- [WHAT YOU SHOULD DO]
Say how many lines in the records contain "flower". The reply must consist of the number alone.

- [THE INPUT]
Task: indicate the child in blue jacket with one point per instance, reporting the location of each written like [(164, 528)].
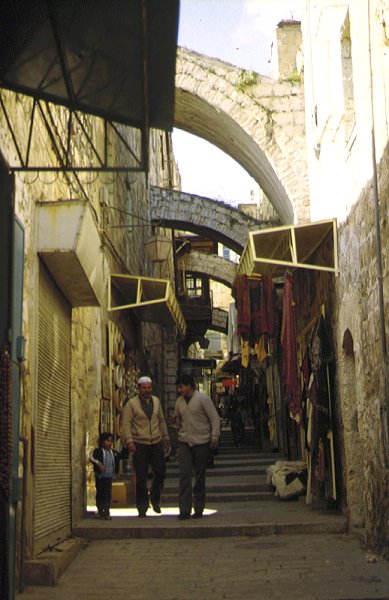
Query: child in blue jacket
[(105, 464)]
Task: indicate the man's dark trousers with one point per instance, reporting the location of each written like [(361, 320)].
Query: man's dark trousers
[(149, 455), (192, 459)]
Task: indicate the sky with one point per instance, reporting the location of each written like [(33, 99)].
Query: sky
[(239, 32)]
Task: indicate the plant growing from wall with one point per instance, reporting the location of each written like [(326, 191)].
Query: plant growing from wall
[(246, 79), (295, 77)]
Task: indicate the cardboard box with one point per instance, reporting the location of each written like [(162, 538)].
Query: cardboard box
[(122, 493)]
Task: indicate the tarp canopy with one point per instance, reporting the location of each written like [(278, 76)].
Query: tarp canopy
[(113, 59)]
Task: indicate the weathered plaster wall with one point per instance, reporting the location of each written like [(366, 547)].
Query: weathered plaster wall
[(116, 200)]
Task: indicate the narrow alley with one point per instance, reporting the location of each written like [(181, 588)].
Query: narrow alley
[(149, 325), (248, 545)]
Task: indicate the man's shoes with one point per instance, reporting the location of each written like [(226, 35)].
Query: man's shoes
[(183, 516)]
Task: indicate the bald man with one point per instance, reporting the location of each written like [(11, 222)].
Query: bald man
[(145, 434)]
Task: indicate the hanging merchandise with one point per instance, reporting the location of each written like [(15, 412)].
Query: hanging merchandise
[(320, 440), (289, 351)]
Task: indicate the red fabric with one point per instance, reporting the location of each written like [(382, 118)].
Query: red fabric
[(267, 306), (255, 312), (243, 306), (289, 350)]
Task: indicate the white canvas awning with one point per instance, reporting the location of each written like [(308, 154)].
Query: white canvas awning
[(150, 298), (69, 243), (272, 251)]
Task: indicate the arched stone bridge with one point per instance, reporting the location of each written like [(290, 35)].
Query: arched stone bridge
[(258, 121), (215, 267), (212, 218)]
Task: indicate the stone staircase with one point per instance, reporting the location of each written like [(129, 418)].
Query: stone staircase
[(238, 503), (239, 474)]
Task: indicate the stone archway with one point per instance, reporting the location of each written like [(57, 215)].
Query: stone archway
[(260, 124)]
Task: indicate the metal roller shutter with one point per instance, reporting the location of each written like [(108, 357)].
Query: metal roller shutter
[(53, 425)]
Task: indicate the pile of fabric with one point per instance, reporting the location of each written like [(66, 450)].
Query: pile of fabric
[(289, 479)]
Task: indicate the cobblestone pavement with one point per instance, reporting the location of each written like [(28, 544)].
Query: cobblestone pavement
[(303, 567)]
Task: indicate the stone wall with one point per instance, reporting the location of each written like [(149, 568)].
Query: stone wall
[(120, 205), (258, 121), (342, 170)]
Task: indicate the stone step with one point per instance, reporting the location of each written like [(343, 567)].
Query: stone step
[(228, 472), (221, 519), (169, 498)]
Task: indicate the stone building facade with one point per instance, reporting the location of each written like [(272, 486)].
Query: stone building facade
[(79, 229), (347, 103)]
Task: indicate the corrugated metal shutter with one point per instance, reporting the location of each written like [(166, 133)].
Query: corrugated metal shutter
[(53, 425)]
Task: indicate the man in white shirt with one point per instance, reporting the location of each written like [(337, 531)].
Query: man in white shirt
[(198, 433)]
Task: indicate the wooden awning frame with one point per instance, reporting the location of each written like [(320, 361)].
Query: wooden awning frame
[(272, 251), (150, 298)]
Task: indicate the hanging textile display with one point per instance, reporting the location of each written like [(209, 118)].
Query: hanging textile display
[(319, 418), (289, 351)]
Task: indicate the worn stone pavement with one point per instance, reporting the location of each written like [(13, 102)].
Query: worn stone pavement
[(303, 567), (249, 546)]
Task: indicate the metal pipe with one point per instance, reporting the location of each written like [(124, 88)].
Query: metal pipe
[(384, 408)]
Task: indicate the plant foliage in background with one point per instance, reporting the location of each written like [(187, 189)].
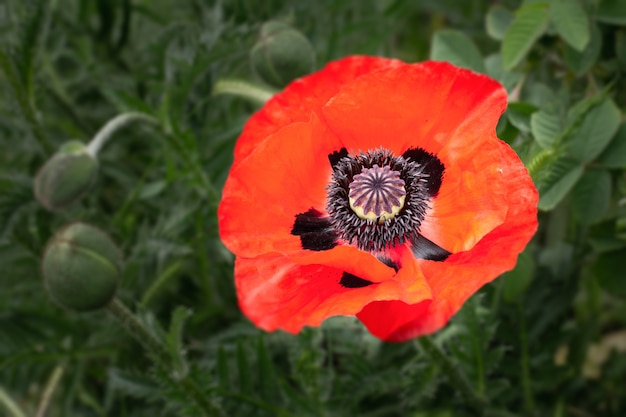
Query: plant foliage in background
[(548, 338)]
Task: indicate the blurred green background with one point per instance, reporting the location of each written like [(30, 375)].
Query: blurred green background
[(548, 339)]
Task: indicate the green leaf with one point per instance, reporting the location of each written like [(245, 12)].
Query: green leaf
[(530, 23), (598, 127), (174, 340), (546, 126), (571, 22), (494, 68), (612, 12), (243, 369), (267, 373), (457, 48), (581, 62), (516, 281), (614, 156), (223, 369), (498, 20), (562, 177), (591, 196), (608, 269), (519, 114), (620, 46)]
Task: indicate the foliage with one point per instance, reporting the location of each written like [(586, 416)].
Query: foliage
[(526, 345)]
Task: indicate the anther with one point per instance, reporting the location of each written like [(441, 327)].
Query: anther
[(377, 193)]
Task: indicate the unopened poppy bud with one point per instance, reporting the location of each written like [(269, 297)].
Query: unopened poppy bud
[(66, 177), (281, 54), (81, 267)]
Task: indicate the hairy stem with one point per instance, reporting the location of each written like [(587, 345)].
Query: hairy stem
[(456, 377), (113, 125), (161, 356)]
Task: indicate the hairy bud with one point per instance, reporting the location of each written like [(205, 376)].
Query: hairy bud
[(66, 177), (281, 54), (81, 267)]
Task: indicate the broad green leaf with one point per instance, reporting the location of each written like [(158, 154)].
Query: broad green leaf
[(497, 21), (457, 48), (516, 281), (598, 127), (546, 125), (571, 22), (612, 11), (614, 156), (591, 196), (542, 96), (564, 174), (608, 269), (494, 68), (529, 24), (581, 62)]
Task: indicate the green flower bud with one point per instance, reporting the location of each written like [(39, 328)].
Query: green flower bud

- [YOUR SOLUTION]
2